Articolo:
────────────────────────────────────────

Il rilevante successo dello sciopero proclamato dai cinque sindacati ‘rappresentativi’ lo scorso 5 maggio ha indotto il Governo ad assumere una linea di maggiore cautela non tanto dal punto di vista procedurale (i tempi restano serrati, già in settimana dovrebbero iniziare le votazioni sugli emendamenti) quanto sotto il profilo della gestione politica del delicato passaggio del Disegno di legge ‘Buona Scuola’ al Senato.
Il premier Renzi ha detto che “chi ha voglia di parlare in modo serio avrà un governo attento”, mentre il ministro Giannini, dopo le audizioni dei sindacati in Senato, ha parlato di “doverosa apertura al dialogo sui punti più significativi”.
In che cosa consista questa disponibilità al dialogo non è ancora chiaro, anche se alcuni ‘ammorbidimenti’ già intervenuti alla Camera ne lasciano intuire la direzione (ridimensionamento delle competenze del preside, maggiore collegialità nella programmazione delle attività e nella valutazione dei docenti).

────────────────────────────────────────

Esercizi da svolgere:
1. Chi aveva proclamato lo sciopero del 5 maggio di cui parla l'articolo?
2. Per favore, spiega in non più di tre frasi perché, secondo l'articolo, il Governo ha adottato una linea di maggiore cautela, e sotto quale profilo.
Il materiale qui sotto non ha alcun ruolo in questo lavoro.

Dati per l'etichettatura delle coordinate:
────────────────────────────────────────

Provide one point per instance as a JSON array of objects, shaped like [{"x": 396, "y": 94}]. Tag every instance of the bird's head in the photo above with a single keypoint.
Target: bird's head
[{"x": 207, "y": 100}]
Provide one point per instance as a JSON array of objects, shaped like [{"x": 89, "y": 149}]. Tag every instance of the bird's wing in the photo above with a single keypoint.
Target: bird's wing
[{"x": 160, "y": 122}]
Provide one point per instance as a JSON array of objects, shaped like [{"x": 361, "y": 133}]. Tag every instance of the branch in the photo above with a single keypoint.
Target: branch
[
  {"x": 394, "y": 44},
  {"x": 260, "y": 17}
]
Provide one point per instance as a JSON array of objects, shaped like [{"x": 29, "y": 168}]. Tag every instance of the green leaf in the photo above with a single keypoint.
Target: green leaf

────────────────────────────────────────

Risposte agli esercizi:
1. I cinque sindacati ‘rappresentativi’.

2. Il Governo è diventato più cauto per il rilevante successo dello sciopero proclamato il 5 maggio dai cinque sindacati ‘rappresentativi’. La cautela riguarda la gestione politica del passaggio del Disegno di legge ‘Buona Scuola’ al Senato. Sul piano procedurale, invece, i tempi restano serrati.